▸ TASK MATERIAL
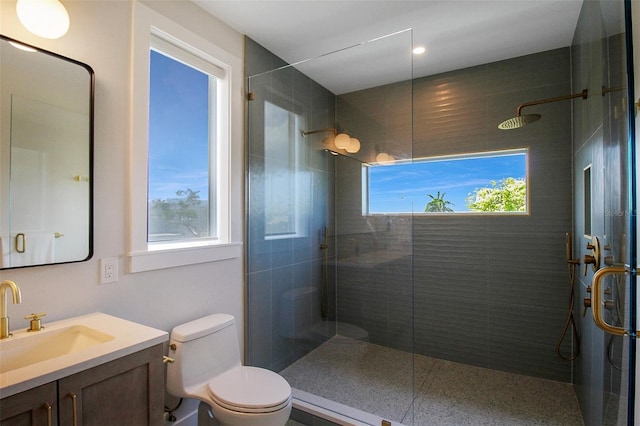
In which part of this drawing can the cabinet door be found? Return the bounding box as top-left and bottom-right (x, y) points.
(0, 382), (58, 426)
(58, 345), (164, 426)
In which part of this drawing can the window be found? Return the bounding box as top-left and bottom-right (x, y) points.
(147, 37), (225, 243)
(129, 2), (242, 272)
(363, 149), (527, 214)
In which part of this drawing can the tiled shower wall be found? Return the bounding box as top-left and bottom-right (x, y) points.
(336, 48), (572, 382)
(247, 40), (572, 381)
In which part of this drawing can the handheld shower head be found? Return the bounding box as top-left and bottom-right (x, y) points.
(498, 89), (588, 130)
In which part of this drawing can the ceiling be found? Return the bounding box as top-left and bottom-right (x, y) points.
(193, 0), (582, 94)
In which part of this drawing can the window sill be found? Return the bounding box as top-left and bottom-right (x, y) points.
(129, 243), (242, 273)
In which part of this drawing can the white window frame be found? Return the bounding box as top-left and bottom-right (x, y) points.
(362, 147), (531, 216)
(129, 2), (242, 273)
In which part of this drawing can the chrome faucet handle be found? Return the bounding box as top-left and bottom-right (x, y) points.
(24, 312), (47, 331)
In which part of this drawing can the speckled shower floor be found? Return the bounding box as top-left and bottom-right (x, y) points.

▸ WHAT THE TASK ASKS
Pick out every line in the records above that contains the word "bounding", matching case exactly, and copy each such line in full.

▸ TASK SOLUTION
In which part of this drawing can the cabinet door be found? Return the bounding box as top-left and bottom-right (x, y) points.
In which part of this drawing can the window be found? Return the bounding box as top-left and bottom-right (x, y) points.
In which part of this drawing can the tiled shower wall be found? Return the bounding box as top-left and bottom-right (x, y) points.
In which part of this drawing can the handheld shower head be found? Return the bounding box as top-left and bottom-right (x, y) points.
In which part of this drawing can the ceiling be found? Return the bounding box as top-left and bottom-right (x, y) points.
In which part of this drawing can the window sill be found? Return the bounding box as top-left and bottom-right (x, y) points.
In which part of this drawing can the white window frame be found? Return the bounding box as top-left and bottom-right (x, y) points.
In which part of this drawing can the chrome faucet handle be found? Return the bounding box as top-left and bottom-right (x, y) points.
In which part of this drawing can the speckled shower floor be found? Return the bounding box as top-left and bottom-right (x, y) points.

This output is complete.